▶ **What the task requires**
Recast everything from the beginning of the items below down to, and including, the line containing "[[107, 132], [81, 113], [172, 194]]" as a JSON list of strings, one string per line, with blank lines and the pictures left out.

━━━━━━━━━━━━━━━━━━━━━━━━━━━━━━

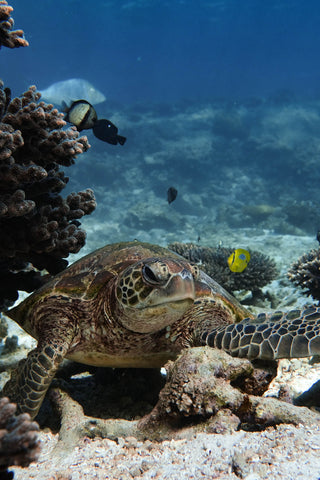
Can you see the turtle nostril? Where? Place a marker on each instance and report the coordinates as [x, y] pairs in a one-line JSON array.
[[185, 274], [149, 274]]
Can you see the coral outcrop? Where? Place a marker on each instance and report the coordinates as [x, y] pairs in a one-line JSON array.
[[8, 37], [260, 271], [305, 272], [19, 444], [38, 228]]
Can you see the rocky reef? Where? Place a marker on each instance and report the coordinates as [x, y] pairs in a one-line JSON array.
[[19, 444], [305, 273], [213, 260]]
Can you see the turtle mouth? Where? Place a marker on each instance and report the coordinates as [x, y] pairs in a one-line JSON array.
[[173, 304]]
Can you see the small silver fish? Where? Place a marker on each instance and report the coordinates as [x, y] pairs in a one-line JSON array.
[[70, 90], [81, 113], [172, 194]]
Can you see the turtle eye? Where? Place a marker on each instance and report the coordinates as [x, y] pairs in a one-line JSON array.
[[149, 275]]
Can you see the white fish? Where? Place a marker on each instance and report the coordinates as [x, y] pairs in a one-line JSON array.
[[70, 90]]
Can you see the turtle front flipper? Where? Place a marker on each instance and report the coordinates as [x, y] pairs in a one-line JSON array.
[[293, 334], [30, 381]]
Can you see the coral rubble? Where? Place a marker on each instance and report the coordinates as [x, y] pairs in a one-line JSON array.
[[305, 272], [19, 444], [260, 271], [38, 228], [9, 38]]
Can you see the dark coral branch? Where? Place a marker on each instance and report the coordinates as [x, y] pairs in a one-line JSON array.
[[305, 272], [260, 271], [38, 227], [8, 37]]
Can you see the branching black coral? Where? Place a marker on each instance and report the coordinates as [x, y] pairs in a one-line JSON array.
[[260, 271], [38, 228], [305, 272], [8, 37]]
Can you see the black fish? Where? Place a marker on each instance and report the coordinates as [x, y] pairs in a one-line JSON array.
[[107, 132], [81, 113], [172, 194]]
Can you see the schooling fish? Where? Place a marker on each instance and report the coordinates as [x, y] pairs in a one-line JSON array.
[[69, 90], [81, 113], [107, 132], [172, 194], [238, 260]]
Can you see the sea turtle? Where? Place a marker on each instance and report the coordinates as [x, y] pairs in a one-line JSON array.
[[137, 305]]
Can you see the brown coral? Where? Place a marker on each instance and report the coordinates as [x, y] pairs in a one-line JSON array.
[[19, 444], [38, 228], [305, 272], [9, 38], [260, 271]]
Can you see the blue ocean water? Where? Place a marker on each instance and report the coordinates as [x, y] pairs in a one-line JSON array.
[[157, 50], [219, 99]]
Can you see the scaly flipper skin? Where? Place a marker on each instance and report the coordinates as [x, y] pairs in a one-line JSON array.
[[294, 334], [30, 381]]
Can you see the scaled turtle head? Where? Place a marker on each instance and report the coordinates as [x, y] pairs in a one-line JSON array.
[[155, 292]]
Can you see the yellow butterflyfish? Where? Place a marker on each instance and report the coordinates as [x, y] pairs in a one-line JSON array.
[[238, 260]]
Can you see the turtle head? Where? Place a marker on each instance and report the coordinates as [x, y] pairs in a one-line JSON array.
[[155, 292]]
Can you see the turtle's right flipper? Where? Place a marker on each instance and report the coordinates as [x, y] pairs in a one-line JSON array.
[[294, 334], [30, 381]]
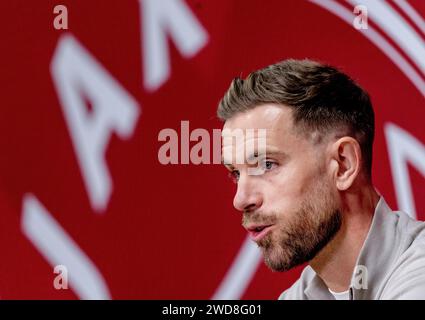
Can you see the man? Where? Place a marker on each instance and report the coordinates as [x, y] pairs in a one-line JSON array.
[[314, 200]]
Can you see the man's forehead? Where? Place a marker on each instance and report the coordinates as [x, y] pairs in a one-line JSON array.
[[268, 116]]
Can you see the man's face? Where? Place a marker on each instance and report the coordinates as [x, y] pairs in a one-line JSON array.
[[291, 210]]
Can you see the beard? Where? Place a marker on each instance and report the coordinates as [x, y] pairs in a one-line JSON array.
[[301, 237]]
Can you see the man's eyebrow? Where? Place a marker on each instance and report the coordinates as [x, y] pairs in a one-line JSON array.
[[257, 154], [266, 153]]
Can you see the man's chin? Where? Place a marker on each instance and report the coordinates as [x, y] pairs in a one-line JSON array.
[[275, 261]]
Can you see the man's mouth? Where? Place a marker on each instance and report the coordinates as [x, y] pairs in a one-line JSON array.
[[258, 232]]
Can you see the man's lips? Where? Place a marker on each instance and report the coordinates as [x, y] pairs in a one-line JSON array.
[[257, 232]]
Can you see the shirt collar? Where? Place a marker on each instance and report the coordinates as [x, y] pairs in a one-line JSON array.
[[372, 264]]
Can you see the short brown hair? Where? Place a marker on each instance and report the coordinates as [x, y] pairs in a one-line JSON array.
[[322, 99]]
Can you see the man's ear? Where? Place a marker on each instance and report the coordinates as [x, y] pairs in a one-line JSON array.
[[346, 158]]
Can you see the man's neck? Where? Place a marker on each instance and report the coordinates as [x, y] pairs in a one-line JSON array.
[[336, 262]]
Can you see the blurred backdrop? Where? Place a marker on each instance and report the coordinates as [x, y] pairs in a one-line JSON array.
[[86, 88]]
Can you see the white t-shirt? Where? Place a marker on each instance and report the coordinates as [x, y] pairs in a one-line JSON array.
[[344, 295]]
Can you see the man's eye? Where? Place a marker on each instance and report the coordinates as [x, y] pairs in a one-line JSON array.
[[234, 175], [268, 164]]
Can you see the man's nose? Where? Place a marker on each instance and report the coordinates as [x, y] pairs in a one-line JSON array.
[[247, 197]]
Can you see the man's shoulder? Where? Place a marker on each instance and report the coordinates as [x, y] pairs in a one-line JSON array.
[[296, 291], [407, 279]]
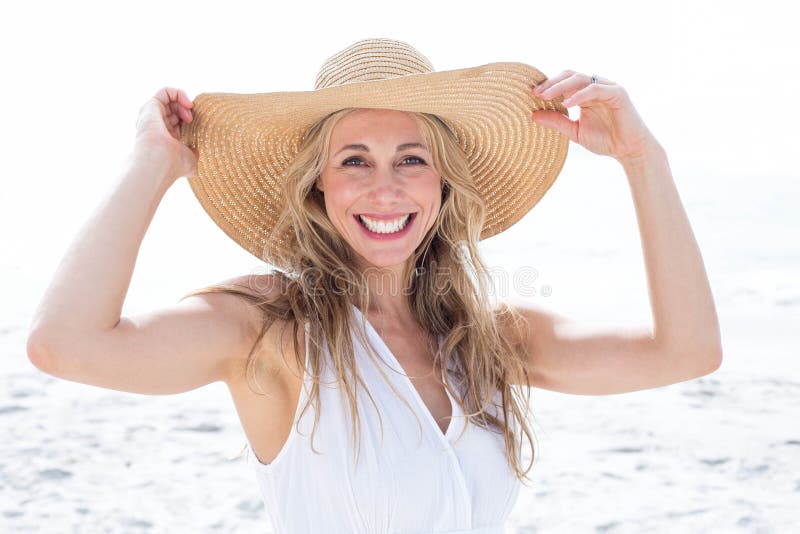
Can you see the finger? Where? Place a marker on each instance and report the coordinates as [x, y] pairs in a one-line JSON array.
[[566, 87], [556, 120], [184, 99], [180, 111], [593, 92], [165, 95]]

━━━━━━━━━━━━━━━━━━━━━━━━━━━━━━

▶ **The result**
[
  "Can you see the turtle nostril? Where? Place a marker on each instance and report the coordinates as [x, y] pairs in a one-line JSON array.",
  "[[185, 274], [149, 274]]",
  "Can you see the coral outcrop? Where? Place a marker on each instance and report the coordinates as [x, y] pairs in a one-line JSON array.",
  "[[8, 37], [260, 271], [305, 272], [19, 444], [38, 228]]",
  "Can you see the rocky reef? Where? Place a marker on each instance and report the coordinates as [x, y] pairs in a one-line JSON array.",
  "[[19, 444], [305, 273], [213, 260]]",
  "Can you see the turtle mouth? Where? Place a marker on each instance and report the coordinates as [x, y] pairs in a one-line JSON array.",
  "[[173, 304]]",
  "Can you see the small silver fish? Where? Place a marker on each instance and report the coordinates as [x, y] pairs in a one-line JSON array.",
  "[[70, 90], [81, 113], [172, 194]]",
  "Can you see the turtle eye? Where? Place a marker on each instance and report the coordinates as [x, y] pairs in a one-line JSON array.",
  "[[149, 275]]",
  "Can you see the white fish? Where? Place a marker on each instance and report the coordinates as [x, y] pairs in a one-line JSON array.",
  "[[70, 90]]",
  "Can you see the turtle front flipper? Where? Place a marker on each instance and report the coordinates as [x, y] pairs in a one-line JSON array.",
  "[[293, 334], [30, 381]]",
  "Can you see the coral rubble? Where? Place a marker on each instance and report the coordinates as [x, y] pairs in a one-line JSON array.",
  "[[305, 272], [19, 444], [260, 271], [38, 228], [9, 38]]",
  "Can you see the dark coral branch? Where? Place a marker on each instance and report the coordinates as [x, y] pairs in a one-line JSON array.",
  "[[305, 272], [260, 271], [38, 227], [8, 37]]",
  "Can you see the branching black coral? Where? Place a marker on each instance and report the coordinates as [x, y] pairs in a one-line JSON array.",
  "[[260, 271], [38, 228], [305, 272], [8, 37]]",
  "Can you see the black fish? Where? Place a marker on each instance and report the coordinates as [x, y] pairs in a one-line JSON array.",
  "[[107, 132], [81, 113], [172, 194]]"
]